>> Start The records

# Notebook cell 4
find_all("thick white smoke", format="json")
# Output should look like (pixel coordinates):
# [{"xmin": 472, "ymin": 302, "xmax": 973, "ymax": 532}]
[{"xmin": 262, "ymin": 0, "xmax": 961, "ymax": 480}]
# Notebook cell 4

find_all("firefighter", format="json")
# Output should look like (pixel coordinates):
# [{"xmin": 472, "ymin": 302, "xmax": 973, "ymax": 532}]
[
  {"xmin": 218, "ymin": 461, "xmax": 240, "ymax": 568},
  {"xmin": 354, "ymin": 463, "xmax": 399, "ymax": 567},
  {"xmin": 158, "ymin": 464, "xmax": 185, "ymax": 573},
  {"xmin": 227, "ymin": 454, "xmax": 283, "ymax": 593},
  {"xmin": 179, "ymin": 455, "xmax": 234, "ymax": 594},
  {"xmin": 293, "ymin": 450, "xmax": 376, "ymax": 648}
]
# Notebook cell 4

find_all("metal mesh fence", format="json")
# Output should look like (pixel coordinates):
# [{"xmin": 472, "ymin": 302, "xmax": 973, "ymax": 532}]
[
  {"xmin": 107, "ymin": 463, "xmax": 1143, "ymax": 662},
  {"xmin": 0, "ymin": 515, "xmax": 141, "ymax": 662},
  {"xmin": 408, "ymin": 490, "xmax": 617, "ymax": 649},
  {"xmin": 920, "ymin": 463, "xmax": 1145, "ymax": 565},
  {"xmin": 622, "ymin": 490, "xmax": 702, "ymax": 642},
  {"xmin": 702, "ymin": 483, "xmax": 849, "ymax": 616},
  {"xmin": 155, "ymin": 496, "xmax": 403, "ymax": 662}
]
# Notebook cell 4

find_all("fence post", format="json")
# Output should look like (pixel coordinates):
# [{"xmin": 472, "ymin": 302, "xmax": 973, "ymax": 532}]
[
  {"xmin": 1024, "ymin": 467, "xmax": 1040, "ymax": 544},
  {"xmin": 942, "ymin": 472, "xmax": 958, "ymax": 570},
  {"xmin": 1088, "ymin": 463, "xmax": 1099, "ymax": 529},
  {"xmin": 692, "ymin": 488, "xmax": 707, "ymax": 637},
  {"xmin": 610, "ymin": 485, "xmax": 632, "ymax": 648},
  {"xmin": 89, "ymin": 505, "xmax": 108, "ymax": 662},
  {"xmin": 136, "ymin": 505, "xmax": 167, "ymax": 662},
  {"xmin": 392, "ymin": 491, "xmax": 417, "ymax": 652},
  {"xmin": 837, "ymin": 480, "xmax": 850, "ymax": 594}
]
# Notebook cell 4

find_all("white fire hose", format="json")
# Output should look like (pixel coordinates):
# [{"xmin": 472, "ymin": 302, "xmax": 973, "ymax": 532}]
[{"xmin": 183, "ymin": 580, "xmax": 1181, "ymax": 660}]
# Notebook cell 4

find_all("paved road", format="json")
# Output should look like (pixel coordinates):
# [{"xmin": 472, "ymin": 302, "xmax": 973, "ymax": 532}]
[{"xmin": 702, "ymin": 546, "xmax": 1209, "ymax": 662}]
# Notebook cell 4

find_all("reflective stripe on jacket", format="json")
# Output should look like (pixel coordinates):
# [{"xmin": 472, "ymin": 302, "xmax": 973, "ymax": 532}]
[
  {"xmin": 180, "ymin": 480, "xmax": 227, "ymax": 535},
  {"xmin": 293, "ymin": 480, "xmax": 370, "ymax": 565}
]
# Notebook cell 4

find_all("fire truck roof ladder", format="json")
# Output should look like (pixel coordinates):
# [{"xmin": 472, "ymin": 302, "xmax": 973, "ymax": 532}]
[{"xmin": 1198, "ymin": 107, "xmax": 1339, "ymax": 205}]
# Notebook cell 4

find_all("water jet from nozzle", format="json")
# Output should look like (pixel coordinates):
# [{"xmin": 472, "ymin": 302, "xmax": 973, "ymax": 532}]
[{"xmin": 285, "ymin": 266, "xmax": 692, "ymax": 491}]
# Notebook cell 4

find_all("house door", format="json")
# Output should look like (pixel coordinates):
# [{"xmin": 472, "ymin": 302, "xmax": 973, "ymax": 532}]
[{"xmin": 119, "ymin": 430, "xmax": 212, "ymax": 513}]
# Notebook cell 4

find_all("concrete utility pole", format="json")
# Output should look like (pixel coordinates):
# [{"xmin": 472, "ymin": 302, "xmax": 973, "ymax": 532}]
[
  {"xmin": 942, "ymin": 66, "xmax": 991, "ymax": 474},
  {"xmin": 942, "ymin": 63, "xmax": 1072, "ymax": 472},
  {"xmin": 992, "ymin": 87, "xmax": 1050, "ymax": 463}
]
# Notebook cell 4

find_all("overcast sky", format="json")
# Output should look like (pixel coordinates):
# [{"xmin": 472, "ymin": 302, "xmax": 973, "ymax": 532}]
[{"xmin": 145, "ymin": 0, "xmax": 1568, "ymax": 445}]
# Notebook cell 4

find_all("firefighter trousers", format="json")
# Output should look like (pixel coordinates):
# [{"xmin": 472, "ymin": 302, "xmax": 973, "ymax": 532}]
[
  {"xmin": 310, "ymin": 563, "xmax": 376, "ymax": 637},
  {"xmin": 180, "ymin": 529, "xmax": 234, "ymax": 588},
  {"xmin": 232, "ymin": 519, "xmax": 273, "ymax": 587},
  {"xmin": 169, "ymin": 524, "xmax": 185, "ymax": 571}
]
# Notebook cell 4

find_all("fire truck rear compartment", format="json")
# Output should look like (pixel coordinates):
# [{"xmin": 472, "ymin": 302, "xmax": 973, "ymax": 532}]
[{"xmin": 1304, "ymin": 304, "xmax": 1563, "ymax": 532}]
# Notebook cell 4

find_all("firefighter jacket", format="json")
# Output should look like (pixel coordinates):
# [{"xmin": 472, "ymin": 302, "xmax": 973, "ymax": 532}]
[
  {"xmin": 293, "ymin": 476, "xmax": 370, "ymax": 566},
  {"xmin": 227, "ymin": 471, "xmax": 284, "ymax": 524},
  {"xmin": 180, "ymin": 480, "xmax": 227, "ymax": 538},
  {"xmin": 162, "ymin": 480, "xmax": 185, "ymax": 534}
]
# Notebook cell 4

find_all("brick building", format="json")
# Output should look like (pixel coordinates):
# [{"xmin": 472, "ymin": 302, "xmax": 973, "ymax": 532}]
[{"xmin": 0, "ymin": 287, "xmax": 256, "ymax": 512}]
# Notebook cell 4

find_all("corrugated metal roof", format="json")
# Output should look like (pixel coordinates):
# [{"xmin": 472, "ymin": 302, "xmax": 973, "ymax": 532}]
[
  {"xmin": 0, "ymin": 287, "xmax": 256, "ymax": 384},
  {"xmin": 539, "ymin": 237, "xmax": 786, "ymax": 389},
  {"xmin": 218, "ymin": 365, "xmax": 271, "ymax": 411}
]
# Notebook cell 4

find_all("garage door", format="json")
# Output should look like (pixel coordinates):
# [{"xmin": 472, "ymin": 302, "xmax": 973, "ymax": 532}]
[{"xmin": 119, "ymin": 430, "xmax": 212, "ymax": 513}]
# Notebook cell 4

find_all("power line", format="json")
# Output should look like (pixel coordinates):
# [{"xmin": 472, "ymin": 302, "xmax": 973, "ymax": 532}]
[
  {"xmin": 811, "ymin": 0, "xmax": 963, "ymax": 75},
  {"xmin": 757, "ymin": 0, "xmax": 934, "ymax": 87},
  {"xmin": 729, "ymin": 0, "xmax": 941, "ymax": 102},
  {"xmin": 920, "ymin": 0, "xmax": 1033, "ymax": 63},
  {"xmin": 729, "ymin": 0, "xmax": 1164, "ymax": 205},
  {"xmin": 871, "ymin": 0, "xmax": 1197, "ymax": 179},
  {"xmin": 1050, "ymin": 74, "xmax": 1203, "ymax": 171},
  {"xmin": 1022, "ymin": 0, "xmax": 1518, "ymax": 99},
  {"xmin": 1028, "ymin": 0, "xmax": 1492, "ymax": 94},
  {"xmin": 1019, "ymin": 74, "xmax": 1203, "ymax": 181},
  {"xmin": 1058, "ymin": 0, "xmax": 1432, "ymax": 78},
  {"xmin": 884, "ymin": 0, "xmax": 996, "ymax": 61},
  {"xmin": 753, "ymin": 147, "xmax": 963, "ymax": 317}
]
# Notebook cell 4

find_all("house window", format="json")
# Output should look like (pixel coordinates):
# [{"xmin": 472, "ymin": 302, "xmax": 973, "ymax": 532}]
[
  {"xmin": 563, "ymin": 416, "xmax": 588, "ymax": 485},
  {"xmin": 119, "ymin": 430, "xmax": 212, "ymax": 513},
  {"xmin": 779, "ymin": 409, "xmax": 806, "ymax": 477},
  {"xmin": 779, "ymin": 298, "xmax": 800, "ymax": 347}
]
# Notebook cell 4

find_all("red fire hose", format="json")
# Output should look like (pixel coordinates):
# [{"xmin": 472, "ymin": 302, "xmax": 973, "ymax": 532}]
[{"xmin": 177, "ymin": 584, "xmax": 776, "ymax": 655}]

>> End The records
>> Start The records

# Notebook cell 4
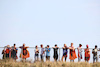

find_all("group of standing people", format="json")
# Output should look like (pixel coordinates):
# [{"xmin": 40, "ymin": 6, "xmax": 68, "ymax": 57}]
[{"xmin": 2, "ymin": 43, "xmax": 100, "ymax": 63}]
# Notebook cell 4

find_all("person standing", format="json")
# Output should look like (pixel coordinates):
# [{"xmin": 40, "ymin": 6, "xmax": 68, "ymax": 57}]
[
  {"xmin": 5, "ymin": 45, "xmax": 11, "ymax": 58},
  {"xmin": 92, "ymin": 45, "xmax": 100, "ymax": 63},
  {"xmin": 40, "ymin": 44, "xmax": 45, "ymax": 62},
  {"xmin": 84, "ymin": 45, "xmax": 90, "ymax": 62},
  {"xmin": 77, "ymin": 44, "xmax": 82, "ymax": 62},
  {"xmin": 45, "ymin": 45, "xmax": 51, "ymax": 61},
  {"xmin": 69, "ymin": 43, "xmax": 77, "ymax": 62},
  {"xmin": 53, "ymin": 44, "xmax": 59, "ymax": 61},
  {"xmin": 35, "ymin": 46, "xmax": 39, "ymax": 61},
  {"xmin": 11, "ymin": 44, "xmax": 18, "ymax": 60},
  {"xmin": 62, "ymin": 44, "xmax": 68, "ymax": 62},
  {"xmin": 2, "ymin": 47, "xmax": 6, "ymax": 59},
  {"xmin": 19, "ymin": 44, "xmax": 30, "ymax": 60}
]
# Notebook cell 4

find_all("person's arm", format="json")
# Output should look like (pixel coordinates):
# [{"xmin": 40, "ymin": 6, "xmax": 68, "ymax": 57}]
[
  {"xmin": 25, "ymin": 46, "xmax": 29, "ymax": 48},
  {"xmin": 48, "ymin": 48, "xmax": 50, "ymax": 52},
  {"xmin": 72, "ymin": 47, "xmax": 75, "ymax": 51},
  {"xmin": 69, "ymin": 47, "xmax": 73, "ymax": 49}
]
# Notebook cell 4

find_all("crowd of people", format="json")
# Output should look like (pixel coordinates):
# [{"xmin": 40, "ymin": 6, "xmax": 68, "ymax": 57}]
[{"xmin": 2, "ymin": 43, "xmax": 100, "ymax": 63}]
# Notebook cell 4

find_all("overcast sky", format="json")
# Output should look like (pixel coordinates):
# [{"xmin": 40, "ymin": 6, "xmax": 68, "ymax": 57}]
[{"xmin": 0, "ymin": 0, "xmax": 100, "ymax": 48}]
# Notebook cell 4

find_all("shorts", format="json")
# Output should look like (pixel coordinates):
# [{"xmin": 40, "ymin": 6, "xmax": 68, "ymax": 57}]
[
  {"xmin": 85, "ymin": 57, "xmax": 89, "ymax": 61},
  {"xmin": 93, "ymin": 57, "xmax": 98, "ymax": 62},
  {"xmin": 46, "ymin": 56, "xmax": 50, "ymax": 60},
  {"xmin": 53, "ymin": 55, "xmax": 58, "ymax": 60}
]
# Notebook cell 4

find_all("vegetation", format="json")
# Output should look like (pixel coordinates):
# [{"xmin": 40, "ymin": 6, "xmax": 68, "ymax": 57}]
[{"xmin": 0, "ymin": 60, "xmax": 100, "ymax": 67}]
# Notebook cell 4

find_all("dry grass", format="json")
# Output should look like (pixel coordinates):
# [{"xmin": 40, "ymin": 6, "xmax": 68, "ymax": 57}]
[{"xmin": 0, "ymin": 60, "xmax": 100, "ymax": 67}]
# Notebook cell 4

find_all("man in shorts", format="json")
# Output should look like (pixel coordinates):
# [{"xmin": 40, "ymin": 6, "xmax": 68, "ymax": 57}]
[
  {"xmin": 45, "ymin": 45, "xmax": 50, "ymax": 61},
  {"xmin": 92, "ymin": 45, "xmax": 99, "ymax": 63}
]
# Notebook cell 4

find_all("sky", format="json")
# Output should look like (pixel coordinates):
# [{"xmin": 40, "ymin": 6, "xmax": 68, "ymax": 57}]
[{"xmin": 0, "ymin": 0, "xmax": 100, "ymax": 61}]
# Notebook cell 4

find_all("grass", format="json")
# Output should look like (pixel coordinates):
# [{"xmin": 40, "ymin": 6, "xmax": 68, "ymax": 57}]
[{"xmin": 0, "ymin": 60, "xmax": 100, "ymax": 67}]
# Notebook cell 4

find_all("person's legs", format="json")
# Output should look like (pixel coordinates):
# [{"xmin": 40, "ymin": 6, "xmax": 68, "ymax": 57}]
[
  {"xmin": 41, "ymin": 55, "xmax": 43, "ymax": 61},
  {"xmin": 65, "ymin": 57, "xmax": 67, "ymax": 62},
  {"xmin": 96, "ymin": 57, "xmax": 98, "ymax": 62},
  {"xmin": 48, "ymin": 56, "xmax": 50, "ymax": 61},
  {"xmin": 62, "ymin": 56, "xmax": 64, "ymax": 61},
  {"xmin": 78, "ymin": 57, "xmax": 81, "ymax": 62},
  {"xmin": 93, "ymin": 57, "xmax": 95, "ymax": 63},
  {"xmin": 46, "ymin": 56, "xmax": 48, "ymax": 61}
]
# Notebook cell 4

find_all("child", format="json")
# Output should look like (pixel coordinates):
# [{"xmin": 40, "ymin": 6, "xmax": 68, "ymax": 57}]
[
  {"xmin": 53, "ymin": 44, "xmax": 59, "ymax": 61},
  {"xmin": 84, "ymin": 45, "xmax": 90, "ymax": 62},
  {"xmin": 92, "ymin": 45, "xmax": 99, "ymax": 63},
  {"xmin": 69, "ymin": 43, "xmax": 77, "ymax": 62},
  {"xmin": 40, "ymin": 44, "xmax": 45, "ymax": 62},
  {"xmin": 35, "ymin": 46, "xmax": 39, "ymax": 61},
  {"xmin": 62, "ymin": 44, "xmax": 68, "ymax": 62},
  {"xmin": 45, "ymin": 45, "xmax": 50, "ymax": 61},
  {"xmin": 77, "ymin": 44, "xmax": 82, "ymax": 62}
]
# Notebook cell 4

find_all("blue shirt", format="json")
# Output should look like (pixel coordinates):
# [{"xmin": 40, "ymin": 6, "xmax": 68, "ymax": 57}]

>> End The records

## Aim of the exercise
Count the lines of the data above that contain the word "white", treating uppercase and lowercase as different. Give only the number.

## The reply
2